_What you are asked to do_: Would you copy all lines in the data that contain the word "branch"?

Start of Entries provided

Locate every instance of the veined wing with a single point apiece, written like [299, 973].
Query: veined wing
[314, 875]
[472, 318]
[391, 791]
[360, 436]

End of Entries provided
Start of Entries provided

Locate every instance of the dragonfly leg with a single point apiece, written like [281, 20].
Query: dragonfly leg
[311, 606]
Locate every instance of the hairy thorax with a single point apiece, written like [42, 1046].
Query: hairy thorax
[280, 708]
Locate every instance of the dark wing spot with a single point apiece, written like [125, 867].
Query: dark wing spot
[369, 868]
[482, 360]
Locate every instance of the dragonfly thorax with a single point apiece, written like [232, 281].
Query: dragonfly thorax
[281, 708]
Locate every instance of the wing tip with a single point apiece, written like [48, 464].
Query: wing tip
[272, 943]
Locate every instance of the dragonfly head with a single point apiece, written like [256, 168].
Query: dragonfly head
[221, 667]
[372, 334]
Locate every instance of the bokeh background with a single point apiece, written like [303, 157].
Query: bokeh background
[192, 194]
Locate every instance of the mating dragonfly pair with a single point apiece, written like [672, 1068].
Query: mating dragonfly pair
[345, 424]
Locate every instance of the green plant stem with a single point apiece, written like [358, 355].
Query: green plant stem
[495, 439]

End of Entries provided
Start of Entries provided

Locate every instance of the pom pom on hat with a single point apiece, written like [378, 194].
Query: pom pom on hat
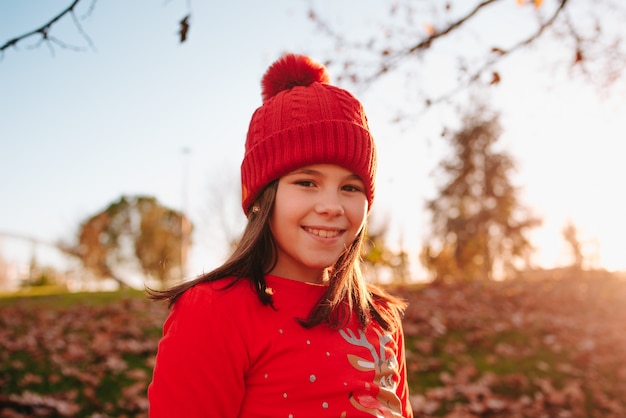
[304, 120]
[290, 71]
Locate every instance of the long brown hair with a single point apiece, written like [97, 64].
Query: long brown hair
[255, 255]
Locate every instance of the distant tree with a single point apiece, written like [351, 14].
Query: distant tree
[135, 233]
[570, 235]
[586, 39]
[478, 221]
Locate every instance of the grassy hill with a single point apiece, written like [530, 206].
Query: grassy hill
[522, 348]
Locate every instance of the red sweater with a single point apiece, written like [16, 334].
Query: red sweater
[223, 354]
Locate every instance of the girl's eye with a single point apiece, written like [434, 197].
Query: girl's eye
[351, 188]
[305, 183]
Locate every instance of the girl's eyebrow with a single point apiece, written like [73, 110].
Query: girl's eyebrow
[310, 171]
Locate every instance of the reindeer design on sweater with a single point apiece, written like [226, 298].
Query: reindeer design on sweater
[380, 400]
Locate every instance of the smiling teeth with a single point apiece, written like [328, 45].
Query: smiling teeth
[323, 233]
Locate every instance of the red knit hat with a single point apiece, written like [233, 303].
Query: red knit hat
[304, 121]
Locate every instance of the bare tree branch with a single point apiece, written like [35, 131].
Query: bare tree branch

End of Entries provided

_Answer section_:
Locate every instance of the bare tree branch with a single point apiece, written like [35, 131].
Query: bare tree branch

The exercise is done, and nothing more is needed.